*** Provided entries ***

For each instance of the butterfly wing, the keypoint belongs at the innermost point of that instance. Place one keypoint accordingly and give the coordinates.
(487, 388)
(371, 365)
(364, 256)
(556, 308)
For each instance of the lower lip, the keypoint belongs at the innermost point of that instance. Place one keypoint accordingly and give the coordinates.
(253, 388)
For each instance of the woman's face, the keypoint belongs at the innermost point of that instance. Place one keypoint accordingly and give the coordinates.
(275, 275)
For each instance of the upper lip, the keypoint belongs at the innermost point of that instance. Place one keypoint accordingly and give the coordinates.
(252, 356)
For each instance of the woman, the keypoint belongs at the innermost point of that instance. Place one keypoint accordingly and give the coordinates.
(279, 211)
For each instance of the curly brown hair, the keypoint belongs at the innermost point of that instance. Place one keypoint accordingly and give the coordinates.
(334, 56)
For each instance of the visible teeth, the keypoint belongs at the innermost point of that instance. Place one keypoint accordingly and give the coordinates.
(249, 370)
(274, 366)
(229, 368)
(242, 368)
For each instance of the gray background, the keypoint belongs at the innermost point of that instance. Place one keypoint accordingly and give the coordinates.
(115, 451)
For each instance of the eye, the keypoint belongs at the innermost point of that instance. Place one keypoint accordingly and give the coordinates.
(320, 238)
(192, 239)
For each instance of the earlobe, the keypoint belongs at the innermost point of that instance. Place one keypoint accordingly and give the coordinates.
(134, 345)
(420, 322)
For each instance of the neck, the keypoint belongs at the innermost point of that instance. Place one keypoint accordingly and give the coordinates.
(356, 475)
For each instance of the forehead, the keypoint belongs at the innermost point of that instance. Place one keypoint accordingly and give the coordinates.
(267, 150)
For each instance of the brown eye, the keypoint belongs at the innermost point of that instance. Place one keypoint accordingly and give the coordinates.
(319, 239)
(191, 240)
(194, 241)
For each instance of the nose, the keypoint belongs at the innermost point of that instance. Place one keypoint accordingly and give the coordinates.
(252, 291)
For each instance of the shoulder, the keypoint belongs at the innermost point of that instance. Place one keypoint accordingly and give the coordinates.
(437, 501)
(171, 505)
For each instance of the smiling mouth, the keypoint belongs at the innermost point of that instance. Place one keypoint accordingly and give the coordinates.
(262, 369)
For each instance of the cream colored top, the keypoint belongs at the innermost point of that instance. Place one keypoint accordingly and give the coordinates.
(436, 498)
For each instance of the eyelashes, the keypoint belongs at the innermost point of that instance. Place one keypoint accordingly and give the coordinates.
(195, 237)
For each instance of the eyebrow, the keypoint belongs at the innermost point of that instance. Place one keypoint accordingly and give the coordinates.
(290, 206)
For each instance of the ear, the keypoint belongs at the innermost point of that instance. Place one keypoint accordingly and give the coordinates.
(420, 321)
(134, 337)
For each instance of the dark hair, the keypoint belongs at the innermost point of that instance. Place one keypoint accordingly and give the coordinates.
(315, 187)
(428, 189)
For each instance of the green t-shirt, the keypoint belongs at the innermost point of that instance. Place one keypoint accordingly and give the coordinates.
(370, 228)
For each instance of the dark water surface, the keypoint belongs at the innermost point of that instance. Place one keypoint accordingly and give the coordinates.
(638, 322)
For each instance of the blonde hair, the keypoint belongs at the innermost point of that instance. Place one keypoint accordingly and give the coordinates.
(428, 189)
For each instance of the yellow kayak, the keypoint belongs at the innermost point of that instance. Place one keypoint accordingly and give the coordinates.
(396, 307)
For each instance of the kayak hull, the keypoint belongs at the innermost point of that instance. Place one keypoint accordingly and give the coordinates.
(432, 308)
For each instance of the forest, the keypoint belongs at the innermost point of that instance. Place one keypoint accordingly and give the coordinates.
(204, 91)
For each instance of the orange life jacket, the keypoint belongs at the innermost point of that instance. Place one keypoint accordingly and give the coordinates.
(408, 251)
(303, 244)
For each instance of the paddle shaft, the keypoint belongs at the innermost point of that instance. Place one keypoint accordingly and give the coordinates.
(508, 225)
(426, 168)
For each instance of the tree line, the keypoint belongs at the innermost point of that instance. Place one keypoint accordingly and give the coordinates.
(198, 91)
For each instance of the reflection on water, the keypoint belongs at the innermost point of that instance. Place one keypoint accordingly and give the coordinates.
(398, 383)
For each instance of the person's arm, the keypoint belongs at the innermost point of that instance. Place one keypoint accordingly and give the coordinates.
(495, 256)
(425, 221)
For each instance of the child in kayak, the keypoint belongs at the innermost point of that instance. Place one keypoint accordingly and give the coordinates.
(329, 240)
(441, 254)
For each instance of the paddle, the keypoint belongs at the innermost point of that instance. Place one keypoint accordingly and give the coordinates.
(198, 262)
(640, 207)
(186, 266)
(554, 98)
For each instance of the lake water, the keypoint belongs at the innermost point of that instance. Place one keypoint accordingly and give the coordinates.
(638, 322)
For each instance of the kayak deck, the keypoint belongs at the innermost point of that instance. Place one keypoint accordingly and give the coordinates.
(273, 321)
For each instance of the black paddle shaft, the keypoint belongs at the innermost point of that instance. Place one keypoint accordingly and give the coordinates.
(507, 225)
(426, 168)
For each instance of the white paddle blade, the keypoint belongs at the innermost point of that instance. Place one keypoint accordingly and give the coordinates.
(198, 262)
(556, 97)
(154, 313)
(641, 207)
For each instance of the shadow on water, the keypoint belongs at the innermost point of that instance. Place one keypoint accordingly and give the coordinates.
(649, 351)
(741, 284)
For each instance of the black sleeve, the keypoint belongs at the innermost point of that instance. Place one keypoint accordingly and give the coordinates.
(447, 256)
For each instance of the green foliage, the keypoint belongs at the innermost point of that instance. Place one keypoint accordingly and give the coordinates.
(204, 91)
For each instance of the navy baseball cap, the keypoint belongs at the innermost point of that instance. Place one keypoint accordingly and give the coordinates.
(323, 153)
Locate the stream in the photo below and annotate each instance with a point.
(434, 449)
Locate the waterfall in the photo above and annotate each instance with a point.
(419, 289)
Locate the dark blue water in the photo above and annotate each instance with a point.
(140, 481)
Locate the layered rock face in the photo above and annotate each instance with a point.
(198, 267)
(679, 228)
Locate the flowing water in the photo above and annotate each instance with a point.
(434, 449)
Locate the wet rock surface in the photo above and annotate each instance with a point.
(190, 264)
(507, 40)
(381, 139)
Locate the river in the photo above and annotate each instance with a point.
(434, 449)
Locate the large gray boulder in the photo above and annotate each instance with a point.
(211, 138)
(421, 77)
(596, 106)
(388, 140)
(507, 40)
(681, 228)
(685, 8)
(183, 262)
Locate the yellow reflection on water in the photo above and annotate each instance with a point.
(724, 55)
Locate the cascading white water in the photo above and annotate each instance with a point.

*** End of Provided entries ***

**What to do:** Your task is to transcribe the listing above in full and exactly.

**Answer space:**
For each instance of the butterfly wing, the keypoint belongs at the innermost point of that instance. Place one keypoint accordingly and give the coordinates.
(487, 388)
(371, 365)
(364, 256)
(556, 308)
For each instance of the lower lip, the keypoint belongs at the innermost point of that instance. Place one keypoint accordingly and give the coordinates.
(253, 388)
For each instance of the woman's face, the keypoint belongs at the innermost point of that instance. Place one keypoint accordingly and give the coordinates.
(275, 275)
For each instance of the upper lip, the keypoint belongs at the innermost point of that instance. Place one keypoint accordingly and give the coordinates.
(252, 356)
For each instance of the woman, the keypoint belongs at the innermost point of that instance. Place one keypoint accordingly and give the coordinates.
(279, 211)
For each instance of the curly brown hair, the keypoint belongs at the innermost point of that instance. Place one keypoint accordingly and give the coordinates.
(334, 56)
For each instance of the visible teeth, the keypoint belongs at the innermost point of that instance. Place one keypoint accordingly and give the coordinates.
(249, 370)
(274, 366)
(229, 368)
(242, 368)
For each instance of the gray background, the keypoint belongs at the innermost point of that instance. Place one keypoint accordingly and give the coordinates.
(115, 451)
For each instance of the eye, the keypoint belongs at the innermost point of that instance. Place one keypoint accordingly and give the coordinates.
(320, 238)
(192, 239)
For each instance of the earlobe, the keypoint belongs at the innermost point of that instance. Place one keypoint accordingly and give the coordinates.
(134, 345)
(420, 322)
For each instance of the neck, the keypoint belongs at the innermost point of that instance. Place one keypoint accordingly and give the coordinates.
(356, 475)
For each instance of the forehead, the keypoint belongs at the innermost point of that instance. Place one keypoint accordingly and give the coordinates.
(267, 150)
For each instance of the brown eye, the keypoint belongs at the innermost point of that instance. Place one keypoint accordingly and give the coordinates.
(319, 239)
(191, 240)
(194, 241)
For each instance of the nose, the keypoint belongs at the innermost point of that instance. Place one keypoint accordingly and give the coordinates.
(252, 291)
For each instance of the shoulder, the keypoint belongs at the innermost point of that instance. Place one keypoint accordingly and give the coordinates.
(437, 501)
(171, 505)
For each instance of the smiling mouth, the keypoint belongs at the innermost point of that instance. Place one keypoint accordingly and give the coordinates.
(262, 369)
For each instance of the cream colored top, the keypoint belongs at the innermost point of that instance. Place one keypoint accordingly and give the coordinates.
(436, 498)
For each instance of the eyelashes, the keypoint belongs at the innermost point of that instance. Place one keypoint accordingly and give the coordinates.
(195, 237)
For each instance of the eyebrow, the keypoint belongs at the innermost point of that instance. Place one keypoint accordingly and give the coordinates.
(290, 206)
For each instance of the ear, the keypoint belongs at the innermost point of that instance. Place one keypoint accordingly and give the coordinates.
(420, 321)
(134, 337)
For each instance of the dark hair, the keypoint belongs at the innermost point of that instance. Place one keypoint accordingly and give the coordinates.
(315, 187)
(428, 189)
For each instance of the green t-shirt, the keypoint belongs at the innermost point of that instance. Place one keypoint accordingly and give the coordinates.
(370, 228)
For each instance of the dark water surface, the keypoint belongs at the innermost point of that instance. Place one keypoint accordingly and give the coordinates.
(638, 322)
For each instance of the blonde hair, the keypoint belongs at the innermost point of that instance. Place one keypoint accordingly and give the coordinates.
(428, 189)
For each instance of the yellow kayak, the keypoint belongs at the innermost point of that instance. Place one keypoint accordingly and give the coordinates.
(396, 307)
For each instance of the kayak hull, the keypoint belongs at the innermost point of that instance. Place one keypoint accordingly and give the coordinates.
(432, 308)
For each instance of the forest, the keypoint belongs at the innermost point of that instance. Place one keypoint accordingly and give the coordinates.
(204, 91)
For each instance of the orange life jacket, the keypoint belongs at the innermost point of that instance. Place one keypoint accordingly and give the coordinates.
(408, 251)
(303, 244)
For each instance of the paddle shaft, the keypoint belongs at the innermost point of that instance. Place one keypoint accordingly and give the coordinates.
(508, 225)
(426, 168)
For each instance of the tree line, the keypoint belongs at the innermost point of that instance. Place one keypoint accordingly and give the coordinates.
(198, 91)
For each instance of the reflection on water, the keypoint belongs at the innermost point of that instance. Place one keypoint accordingly and give the coordinates.
(398, 383)
For each instance of the person's arm, the keypoint belongs at the innermost point of that instance. Place one keypoint accordingly and give the coordinates.
(495, 256)
(425, 221)
For each instance of the child in kayak, the keypoint belongs at the innermost point of that instance. Place one keypoint accordingly and give the coordinates.
(329, 240)
(441, 254)
For each instance of the paddle, the keypoint belongs at the innermost point of that instance. Place one keypoint accordingly and give the coordinates.
(198, 262)
(640, 207)
(186, 266)
(554, 98)
For each instance of the lake water, the keypoint belongs at the innermost point of that instance. Place one keypoint accordingly and give the coordinates.
(638, 322)
For each instance of the kayak deck, the keypoint belongs at the innermost point of that instance. Place one keypoint accordingly and give the coordinates.
(273, 321)
For each instance of the black paddle shaft, the keypoint belongs at the innermost point of that instance. Place one keypoint accordingly and give the coordinates.
(507, 225)
(426, 168)
For each instance of the white paddle blade, the keypoint belongs at the innermost point of that instance. Place one keypoint accordingly and give the coordinates.
(198, 262)
(556, 97)
(154, 313)
(641, 207)
For each instance of the shadow on water, the keypoint belongs at the innermost point of that instance. Place one keypoint accordingly and give the coordinates.
(649, 351)
(741, 284)
For each instance of the black sleeve, the keypoint belongs at the innermost point of that instance. Place one keypoint accordingly and give the coordinates.
(447, 256)
For each instance of the green foliage, the keypoint belongs at the innermost point of that instance. Place one keypoint accordingly and give the coordinates.
(204, 91)
For each instance of the navy baseball cap, the keypoint belongs at the innermost point of that instance. Place one keypoint accordingly and give the coordinates.
(323, 153)
Locate the stream in the photo below and annotate each instance with a point.
(434, 449)
Locate the waterfall in the photo above and annotate each instance with a point.
(419, 289)
Locate the dark blue water in the photo above and annotate each instance with a point.
(140, 481)
Locate the layered rock face in the photo above and annotate each instance with a point.
(198, 267)
(679, 228)
Locate the flowing water in the photo above and annotate each instance with a point.
(434, 449)
Locate the wet rock surface in the photo above and annotate each instance with a point.
(190, 264)
(507, 40)
(381, 139)
Locate the river in the photo above and annotate each instance with a point.
(434, 449)
Locate the large gray boulder in the photo above and annotate each instance with a point.
(211, 138)
(421, 77)
(596, 106)
(388, 140)
(507, 40)
(681, 228)
(685, 8)
(183, 262)
Locate the yellow reflection on water in the photo above and annotate each instance with a point.
(724, 55)
Locate the cascading white water in the photo above and annotate each instance with a point.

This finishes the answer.